:: What is asked ::
Can you copy out, unchanged, the lines below from the one containing "Outline blue scrub top." through the one containing "485,187,515,199"?

Entries from an annotation dataset
>> START
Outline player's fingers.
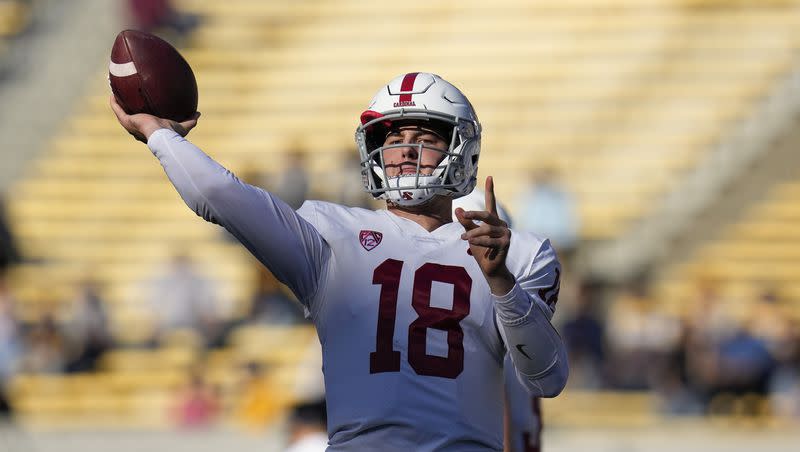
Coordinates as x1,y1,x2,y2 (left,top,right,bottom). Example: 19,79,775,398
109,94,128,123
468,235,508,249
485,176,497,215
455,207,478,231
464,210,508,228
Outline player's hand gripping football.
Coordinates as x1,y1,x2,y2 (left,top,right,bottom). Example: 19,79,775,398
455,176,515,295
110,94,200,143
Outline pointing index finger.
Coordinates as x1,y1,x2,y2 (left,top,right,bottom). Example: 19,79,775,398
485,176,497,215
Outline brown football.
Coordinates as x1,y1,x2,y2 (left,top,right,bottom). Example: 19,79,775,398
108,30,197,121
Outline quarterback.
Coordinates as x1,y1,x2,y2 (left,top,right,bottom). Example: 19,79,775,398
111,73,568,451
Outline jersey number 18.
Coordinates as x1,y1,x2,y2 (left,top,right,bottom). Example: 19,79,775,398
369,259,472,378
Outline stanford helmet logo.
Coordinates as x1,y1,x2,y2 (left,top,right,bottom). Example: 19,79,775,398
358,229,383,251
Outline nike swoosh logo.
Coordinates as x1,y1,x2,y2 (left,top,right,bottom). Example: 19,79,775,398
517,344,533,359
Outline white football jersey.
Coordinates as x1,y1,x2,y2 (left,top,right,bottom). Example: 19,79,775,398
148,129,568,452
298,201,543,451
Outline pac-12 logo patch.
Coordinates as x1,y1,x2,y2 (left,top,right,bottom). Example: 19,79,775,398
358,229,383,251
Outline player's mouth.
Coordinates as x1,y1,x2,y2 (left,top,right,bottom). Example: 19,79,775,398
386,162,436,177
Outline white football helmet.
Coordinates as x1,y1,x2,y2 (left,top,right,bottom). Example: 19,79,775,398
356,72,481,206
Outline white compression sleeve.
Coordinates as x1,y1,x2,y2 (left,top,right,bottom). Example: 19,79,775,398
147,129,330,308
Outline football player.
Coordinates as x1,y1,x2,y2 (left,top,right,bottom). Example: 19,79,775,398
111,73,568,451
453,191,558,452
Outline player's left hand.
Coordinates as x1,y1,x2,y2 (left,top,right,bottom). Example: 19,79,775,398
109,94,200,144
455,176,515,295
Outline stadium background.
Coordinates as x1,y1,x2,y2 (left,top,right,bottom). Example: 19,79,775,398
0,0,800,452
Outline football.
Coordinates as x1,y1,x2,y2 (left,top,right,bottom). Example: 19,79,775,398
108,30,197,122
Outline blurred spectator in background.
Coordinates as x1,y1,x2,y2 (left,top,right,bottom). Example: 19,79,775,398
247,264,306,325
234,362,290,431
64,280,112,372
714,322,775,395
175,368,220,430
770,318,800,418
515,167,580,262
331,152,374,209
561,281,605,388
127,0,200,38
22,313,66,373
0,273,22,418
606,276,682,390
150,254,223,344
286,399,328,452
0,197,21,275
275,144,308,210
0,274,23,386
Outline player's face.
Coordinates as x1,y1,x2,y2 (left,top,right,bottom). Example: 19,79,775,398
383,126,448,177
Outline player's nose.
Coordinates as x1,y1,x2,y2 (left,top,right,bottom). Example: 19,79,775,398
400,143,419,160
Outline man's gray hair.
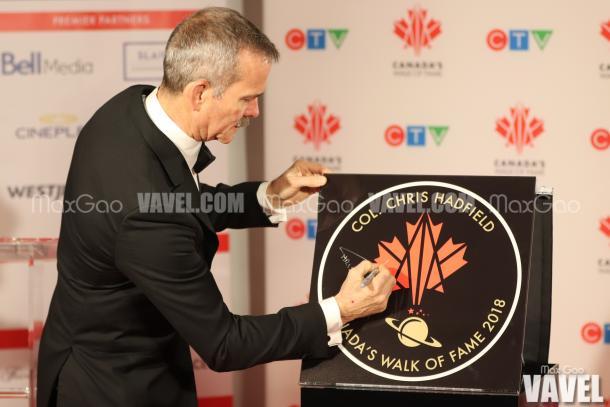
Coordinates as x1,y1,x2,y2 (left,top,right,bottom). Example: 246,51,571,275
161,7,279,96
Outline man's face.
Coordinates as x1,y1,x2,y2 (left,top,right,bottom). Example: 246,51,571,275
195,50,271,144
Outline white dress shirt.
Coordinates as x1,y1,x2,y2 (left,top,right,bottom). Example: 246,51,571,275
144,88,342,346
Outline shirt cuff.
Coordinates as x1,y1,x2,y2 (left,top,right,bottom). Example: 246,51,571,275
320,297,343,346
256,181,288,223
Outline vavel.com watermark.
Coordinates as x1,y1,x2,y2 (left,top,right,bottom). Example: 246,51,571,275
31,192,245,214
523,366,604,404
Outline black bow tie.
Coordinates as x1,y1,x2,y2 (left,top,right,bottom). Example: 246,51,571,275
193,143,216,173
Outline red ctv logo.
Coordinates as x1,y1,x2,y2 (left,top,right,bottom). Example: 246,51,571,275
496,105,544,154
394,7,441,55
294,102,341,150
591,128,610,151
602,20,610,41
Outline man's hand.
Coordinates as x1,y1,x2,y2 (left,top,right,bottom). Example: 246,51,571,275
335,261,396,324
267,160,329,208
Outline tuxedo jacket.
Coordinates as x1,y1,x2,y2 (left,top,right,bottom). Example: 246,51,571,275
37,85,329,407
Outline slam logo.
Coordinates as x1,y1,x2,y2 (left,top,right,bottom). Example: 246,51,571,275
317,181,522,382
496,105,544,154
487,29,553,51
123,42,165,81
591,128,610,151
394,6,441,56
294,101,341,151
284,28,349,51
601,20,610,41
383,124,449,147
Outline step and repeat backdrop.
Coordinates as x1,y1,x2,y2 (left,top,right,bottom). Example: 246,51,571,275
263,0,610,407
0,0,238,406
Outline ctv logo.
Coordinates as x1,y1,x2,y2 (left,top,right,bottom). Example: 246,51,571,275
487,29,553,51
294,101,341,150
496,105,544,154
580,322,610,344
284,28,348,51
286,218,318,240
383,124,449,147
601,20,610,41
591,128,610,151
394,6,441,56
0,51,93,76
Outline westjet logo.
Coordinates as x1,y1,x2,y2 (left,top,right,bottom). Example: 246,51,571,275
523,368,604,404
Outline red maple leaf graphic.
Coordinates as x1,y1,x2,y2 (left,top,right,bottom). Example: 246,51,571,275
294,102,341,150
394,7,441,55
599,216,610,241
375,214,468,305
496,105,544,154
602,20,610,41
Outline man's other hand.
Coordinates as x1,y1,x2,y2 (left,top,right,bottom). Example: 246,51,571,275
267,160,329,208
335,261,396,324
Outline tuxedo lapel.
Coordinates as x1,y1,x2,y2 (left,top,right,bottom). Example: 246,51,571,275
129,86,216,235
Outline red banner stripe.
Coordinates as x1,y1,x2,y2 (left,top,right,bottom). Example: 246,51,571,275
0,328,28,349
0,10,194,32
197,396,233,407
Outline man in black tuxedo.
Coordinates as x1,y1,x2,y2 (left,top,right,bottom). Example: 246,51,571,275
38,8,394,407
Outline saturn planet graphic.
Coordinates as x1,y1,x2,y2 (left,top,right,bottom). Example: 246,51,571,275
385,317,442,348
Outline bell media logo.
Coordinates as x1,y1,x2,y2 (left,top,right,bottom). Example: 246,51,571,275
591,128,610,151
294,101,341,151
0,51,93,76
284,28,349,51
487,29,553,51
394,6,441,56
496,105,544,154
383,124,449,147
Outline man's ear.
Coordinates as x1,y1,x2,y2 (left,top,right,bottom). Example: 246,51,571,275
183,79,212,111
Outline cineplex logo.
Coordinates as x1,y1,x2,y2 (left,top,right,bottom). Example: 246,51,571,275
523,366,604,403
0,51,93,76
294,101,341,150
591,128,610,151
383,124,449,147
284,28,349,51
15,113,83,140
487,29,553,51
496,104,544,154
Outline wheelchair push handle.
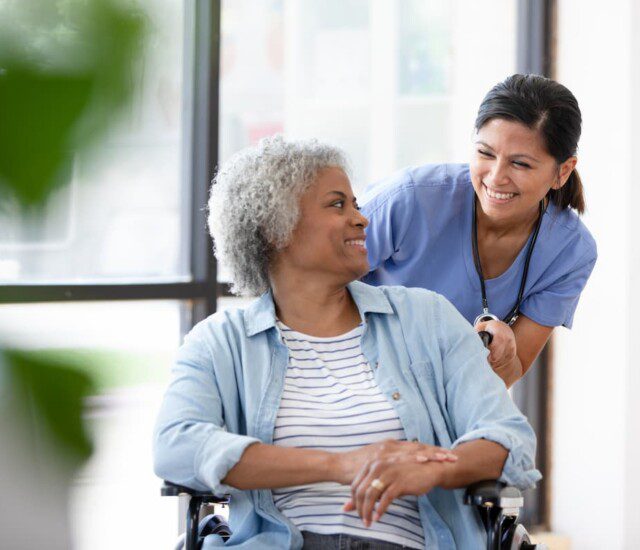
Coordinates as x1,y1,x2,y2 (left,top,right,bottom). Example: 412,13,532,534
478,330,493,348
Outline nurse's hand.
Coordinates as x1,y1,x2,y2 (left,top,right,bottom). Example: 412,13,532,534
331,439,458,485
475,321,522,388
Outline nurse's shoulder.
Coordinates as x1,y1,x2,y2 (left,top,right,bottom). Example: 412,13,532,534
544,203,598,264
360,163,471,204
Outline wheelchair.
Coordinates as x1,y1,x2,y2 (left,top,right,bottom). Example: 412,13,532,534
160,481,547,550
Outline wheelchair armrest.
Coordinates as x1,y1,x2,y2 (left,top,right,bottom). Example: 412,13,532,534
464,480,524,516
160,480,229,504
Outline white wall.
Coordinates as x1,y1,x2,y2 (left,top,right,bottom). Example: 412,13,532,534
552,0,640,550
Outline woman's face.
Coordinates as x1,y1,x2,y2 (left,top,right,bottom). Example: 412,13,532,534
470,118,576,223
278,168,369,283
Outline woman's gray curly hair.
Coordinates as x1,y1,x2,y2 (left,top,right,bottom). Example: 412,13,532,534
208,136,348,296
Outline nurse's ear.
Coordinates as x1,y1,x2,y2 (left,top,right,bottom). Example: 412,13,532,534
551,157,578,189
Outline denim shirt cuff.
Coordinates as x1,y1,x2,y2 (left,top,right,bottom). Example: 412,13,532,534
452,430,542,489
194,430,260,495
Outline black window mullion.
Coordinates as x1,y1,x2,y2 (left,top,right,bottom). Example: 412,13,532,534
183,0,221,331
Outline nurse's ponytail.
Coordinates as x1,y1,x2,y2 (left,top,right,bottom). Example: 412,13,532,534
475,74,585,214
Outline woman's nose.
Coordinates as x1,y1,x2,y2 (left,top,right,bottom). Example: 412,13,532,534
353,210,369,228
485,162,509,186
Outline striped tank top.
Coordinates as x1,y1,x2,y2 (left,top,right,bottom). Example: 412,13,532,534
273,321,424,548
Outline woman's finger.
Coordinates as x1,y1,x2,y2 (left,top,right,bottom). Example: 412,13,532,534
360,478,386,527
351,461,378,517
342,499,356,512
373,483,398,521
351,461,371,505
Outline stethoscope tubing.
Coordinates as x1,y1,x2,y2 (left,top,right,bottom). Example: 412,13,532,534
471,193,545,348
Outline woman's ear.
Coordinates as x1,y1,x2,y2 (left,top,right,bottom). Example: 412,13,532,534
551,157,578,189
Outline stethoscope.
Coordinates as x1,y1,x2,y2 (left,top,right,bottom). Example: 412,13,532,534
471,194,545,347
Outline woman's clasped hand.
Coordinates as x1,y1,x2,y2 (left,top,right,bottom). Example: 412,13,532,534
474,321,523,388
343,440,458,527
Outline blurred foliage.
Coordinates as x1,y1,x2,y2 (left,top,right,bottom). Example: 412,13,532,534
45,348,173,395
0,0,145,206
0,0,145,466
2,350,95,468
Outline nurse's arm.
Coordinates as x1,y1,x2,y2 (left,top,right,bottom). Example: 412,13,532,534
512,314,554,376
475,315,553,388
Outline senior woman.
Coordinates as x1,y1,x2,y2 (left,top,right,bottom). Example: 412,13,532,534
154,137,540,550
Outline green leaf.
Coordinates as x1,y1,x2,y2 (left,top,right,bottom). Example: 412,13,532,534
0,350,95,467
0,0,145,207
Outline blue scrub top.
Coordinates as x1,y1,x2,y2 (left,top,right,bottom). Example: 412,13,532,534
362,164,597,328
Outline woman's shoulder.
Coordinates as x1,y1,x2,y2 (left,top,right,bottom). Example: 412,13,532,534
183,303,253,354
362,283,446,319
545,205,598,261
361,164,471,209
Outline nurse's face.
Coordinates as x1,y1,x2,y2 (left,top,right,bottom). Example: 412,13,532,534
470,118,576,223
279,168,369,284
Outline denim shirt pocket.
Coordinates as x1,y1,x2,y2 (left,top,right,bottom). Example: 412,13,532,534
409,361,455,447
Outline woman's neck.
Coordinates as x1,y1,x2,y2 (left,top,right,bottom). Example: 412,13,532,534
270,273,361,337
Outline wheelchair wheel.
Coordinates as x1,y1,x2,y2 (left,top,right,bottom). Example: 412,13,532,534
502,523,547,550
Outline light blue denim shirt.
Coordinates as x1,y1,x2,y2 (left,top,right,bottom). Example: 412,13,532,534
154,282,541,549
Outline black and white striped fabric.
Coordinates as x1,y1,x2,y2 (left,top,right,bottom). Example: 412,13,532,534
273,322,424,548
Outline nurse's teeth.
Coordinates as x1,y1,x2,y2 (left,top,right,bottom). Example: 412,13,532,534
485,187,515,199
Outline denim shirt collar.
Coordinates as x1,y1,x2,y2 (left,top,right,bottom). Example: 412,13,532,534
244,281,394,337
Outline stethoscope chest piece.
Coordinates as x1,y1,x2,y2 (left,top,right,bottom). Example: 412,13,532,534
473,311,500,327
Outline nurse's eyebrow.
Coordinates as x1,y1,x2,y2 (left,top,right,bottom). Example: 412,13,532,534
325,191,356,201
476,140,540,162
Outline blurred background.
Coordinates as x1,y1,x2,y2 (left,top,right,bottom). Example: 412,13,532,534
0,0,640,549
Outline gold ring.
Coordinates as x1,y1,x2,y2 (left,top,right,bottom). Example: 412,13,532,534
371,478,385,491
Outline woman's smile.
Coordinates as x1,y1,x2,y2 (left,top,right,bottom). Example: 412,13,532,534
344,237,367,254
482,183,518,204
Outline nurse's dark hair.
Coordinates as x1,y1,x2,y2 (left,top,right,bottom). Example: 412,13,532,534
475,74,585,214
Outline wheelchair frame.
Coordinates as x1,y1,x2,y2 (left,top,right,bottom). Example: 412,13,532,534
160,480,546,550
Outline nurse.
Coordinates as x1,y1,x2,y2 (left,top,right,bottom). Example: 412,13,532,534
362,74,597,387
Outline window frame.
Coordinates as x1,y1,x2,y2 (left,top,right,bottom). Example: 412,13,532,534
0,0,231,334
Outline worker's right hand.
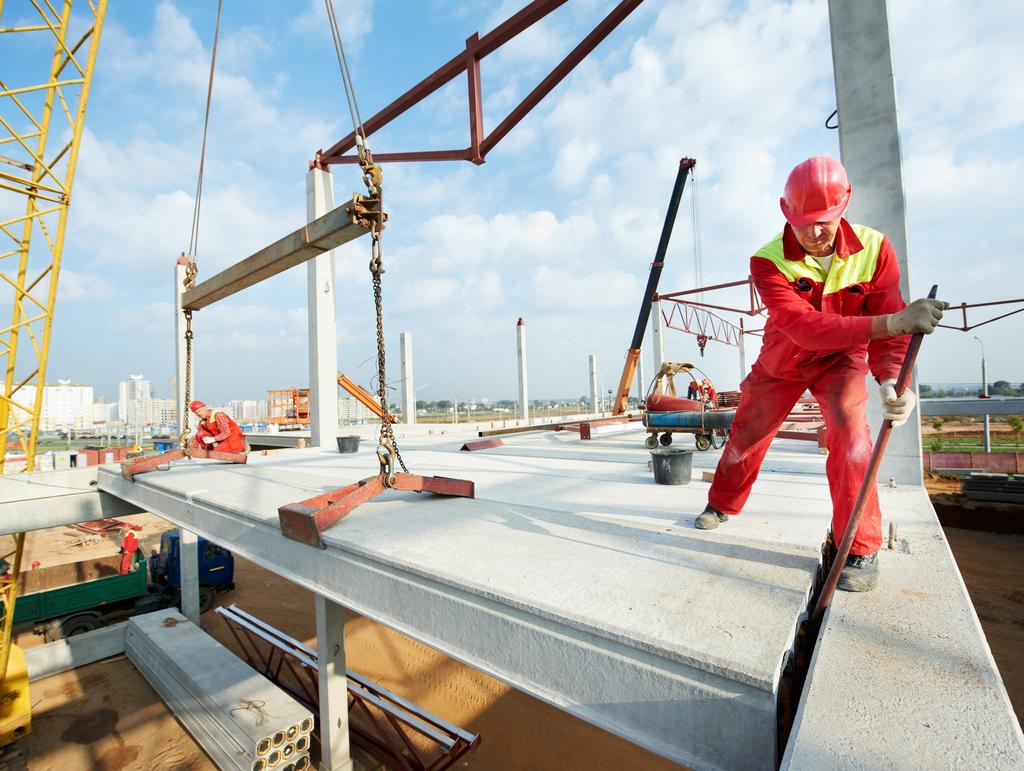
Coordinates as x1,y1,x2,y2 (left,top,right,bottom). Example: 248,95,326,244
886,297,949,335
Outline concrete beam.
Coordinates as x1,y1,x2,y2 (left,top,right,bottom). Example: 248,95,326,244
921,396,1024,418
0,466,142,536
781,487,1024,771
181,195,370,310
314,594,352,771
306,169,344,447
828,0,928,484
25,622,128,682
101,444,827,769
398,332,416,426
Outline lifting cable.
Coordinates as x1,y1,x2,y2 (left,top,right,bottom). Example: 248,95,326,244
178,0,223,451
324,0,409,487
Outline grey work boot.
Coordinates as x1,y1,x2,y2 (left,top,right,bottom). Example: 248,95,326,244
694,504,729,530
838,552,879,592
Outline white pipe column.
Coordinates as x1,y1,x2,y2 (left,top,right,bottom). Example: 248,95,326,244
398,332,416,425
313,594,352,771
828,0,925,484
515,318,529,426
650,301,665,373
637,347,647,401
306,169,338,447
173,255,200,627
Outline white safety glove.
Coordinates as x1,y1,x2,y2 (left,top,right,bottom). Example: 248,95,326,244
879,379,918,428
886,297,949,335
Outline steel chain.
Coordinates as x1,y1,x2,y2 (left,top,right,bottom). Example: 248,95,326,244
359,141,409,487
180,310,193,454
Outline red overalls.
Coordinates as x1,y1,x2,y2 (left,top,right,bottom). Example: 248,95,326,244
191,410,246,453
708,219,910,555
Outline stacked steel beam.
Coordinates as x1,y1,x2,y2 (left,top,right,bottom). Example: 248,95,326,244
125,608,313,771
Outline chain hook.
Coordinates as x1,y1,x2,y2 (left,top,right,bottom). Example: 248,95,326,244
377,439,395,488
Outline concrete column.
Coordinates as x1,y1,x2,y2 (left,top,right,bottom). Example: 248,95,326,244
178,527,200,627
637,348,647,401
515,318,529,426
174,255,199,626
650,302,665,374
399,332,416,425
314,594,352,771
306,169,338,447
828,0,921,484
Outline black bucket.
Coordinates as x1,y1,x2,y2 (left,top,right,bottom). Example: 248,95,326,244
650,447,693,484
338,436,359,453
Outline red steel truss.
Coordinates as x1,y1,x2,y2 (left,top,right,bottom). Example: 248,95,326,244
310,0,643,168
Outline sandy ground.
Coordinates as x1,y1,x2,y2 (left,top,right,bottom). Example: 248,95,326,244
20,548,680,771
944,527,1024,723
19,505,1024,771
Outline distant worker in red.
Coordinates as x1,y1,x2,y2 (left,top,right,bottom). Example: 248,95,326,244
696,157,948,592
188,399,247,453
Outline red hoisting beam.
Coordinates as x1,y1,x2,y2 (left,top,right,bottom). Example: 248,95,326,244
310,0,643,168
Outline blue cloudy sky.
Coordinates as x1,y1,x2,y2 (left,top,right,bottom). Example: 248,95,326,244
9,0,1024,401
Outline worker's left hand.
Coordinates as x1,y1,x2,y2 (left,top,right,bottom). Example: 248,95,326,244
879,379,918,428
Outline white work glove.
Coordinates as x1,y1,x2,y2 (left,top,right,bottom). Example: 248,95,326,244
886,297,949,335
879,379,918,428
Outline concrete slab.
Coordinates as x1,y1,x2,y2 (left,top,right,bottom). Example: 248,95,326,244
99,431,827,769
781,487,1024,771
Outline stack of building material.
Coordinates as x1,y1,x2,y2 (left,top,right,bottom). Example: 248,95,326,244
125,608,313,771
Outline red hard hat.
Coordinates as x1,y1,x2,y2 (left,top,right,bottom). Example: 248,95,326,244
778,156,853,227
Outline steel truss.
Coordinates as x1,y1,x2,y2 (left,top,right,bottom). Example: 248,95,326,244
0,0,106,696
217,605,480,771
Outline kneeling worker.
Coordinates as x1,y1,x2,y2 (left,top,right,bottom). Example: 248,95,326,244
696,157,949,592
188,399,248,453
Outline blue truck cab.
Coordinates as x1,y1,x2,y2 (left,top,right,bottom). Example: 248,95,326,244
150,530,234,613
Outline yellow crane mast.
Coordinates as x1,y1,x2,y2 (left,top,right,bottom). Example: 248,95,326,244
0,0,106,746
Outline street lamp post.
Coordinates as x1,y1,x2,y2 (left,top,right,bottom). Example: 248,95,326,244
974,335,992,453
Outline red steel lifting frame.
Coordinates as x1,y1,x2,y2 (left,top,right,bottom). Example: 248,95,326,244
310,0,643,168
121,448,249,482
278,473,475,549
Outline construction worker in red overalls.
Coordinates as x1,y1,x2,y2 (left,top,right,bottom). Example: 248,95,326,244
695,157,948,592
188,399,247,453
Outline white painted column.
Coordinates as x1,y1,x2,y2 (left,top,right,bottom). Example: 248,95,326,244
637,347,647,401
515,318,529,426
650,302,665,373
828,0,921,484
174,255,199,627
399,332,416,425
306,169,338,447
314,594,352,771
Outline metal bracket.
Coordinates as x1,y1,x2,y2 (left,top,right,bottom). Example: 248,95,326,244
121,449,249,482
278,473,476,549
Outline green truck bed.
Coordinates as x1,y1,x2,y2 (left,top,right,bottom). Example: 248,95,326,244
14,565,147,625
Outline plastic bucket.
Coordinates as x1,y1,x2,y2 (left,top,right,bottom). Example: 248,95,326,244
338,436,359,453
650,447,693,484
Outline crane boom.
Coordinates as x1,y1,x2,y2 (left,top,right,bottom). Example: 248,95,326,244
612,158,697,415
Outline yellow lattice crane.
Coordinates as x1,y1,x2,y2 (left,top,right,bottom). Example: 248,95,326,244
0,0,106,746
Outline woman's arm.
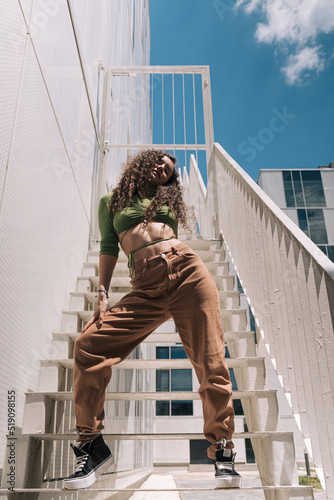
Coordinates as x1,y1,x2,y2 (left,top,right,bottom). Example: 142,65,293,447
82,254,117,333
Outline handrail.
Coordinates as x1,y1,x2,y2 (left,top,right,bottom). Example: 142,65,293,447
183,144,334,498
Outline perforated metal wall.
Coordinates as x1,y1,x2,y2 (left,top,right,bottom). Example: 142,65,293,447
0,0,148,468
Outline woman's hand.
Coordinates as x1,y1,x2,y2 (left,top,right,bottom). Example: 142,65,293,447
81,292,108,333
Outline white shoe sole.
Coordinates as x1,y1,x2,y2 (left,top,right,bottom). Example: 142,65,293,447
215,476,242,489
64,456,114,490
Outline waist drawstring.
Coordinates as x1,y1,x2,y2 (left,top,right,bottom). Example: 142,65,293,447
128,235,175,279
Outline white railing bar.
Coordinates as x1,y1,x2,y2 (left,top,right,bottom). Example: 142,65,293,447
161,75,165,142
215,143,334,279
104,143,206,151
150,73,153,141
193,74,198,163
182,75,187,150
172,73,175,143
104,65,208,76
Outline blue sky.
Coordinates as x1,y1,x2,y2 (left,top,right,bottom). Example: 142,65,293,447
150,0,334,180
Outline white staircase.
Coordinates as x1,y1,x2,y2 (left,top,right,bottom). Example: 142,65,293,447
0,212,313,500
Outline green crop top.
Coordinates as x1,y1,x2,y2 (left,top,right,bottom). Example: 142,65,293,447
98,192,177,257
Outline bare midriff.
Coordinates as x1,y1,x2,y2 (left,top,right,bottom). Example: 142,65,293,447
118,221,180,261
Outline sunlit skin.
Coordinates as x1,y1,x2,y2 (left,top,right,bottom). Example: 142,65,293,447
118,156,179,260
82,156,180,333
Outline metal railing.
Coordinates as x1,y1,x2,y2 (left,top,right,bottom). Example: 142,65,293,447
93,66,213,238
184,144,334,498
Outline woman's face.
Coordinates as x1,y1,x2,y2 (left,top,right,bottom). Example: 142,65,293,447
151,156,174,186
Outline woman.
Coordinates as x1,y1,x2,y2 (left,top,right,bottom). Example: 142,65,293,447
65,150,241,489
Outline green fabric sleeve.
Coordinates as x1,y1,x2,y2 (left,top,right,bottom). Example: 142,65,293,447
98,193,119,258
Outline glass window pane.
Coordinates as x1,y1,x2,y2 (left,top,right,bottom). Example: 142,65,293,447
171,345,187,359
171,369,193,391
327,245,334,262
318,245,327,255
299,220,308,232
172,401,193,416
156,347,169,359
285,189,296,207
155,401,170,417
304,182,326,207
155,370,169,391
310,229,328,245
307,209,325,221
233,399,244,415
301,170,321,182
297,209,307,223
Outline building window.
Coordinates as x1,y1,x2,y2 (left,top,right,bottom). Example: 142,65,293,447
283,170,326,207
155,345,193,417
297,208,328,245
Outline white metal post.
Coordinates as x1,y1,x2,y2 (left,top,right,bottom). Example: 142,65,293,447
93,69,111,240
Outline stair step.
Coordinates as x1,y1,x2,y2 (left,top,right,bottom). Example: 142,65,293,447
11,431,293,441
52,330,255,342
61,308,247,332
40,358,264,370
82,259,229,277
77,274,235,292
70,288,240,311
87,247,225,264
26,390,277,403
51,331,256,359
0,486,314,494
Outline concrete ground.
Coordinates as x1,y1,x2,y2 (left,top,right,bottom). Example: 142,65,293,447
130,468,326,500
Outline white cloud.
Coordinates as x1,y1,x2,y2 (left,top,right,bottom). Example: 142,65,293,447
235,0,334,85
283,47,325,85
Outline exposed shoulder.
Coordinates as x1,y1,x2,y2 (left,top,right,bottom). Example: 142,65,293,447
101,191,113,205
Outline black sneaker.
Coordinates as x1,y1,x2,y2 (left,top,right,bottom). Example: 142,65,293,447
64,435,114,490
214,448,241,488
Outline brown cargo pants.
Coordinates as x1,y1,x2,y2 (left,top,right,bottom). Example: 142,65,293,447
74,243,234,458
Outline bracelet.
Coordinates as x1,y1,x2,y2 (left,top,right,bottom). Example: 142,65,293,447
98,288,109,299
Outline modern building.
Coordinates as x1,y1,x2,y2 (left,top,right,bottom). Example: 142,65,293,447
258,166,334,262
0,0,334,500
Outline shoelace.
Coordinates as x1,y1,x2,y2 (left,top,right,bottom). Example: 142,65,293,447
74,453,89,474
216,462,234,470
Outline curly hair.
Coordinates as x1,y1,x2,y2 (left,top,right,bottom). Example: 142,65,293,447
>> END
:: Result of the exercise ::
Outline blue scrub top.
Coordinates as x1,y1,x2,y2 (left,top,right,bottom). Example: 412,13,532,534
362,164,597,328
Outline woman's shoulder.
Coordinates as x1,y1,x2,y2 (left,top,right,bottom). Example: 412,13,532,534
183,303,253,354
362,283,446,319
545,205,598,261
361,164,471,209
Outline nurse's face.
Coordinates as x1,y1,x2,y2 (left,top,right,bottom). Example: 412,13,532,534
470,118,576,223
279,168,369,284
Outline denim shirt pocket.
Coordinates as x1,y1,x2,y2 (left,top,right,bottom). Example: 412,13,532,534
409,361,455,447
Outline woman's neck.
Coordinates as x1,y1,x2,y2 (left,top,right,bottom). Example: 412,13,532,534
270,273,361,337
Outline wheelchair wheel.
Coordinates as x1,y1,x2,y2 (left,top,right,bottom). Example: 412,13,532,534
502,523,547,550
Outline light blue denim shirt.
Coordinates as x1,y1,x2,y2 (left,top,right,bottom). Example: 412,13,532,534
154,282,541,549
Outline black and white striped fabric.
Coordinates as x1,y1,x2,y2 (left,top,right,bottom). Example: 412,13,532,534
273,322,424,548
Outline nurse's teeth.
Coordinates as x1,y1,x2,y2 (left,top,right,bottom). Example: 412,13,532,534
485,187,515,199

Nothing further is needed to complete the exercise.